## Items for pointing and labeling
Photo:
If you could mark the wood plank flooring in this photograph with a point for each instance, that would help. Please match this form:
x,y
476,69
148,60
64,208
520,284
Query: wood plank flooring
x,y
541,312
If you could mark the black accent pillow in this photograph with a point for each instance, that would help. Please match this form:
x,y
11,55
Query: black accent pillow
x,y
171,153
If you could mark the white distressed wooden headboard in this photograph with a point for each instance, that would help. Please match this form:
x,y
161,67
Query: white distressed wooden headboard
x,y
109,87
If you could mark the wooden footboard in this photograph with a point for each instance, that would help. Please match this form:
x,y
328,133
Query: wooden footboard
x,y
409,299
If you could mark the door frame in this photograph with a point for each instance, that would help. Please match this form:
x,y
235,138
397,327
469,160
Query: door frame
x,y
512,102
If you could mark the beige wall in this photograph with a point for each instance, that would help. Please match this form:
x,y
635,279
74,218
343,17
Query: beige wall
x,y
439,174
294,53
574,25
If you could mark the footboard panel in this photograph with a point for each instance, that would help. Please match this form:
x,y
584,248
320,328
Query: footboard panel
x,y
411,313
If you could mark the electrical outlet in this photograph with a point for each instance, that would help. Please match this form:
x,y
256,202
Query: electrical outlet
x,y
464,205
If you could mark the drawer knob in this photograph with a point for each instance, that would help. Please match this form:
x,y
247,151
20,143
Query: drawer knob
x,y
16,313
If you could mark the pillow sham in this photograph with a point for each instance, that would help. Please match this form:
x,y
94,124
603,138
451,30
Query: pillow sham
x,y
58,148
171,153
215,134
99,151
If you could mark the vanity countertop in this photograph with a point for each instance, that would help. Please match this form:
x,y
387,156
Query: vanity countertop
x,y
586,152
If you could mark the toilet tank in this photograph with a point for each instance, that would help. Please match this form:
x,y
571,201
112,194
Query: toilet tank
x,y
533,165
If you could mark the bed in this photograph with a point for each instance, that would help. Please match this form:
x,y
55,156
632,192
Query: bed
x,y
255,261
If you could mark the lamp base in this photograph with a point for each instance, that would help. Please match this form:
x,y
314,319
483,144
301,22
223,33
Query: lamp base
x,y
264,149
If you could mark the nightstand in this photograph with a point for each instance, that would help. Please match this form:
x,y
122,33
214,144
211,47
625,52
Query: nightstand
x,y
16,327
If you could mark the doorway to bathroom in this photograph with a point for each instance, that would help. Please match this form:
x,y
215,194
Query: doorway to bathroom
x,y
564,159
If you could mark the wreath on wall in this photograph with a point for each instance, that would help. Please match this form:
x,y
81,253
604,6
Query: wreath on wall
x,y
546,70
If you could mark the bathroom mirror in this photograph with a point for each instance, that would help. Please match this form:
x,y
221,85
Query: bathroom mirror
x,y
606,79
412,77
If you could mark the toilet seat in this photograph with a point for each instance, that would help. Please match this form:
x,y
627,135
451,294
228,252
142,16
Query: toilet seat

## Exercise aim
Reproduce the lines from the one containing "If you could mark the toilet seat" through the end of the items, unchanged.

## Task response
If you could mark the toilet seat in this photograph with a point for each instance, that would help. Please match this form:
x,y
627,135
451,294
228,252
142,16
Query: toilet seat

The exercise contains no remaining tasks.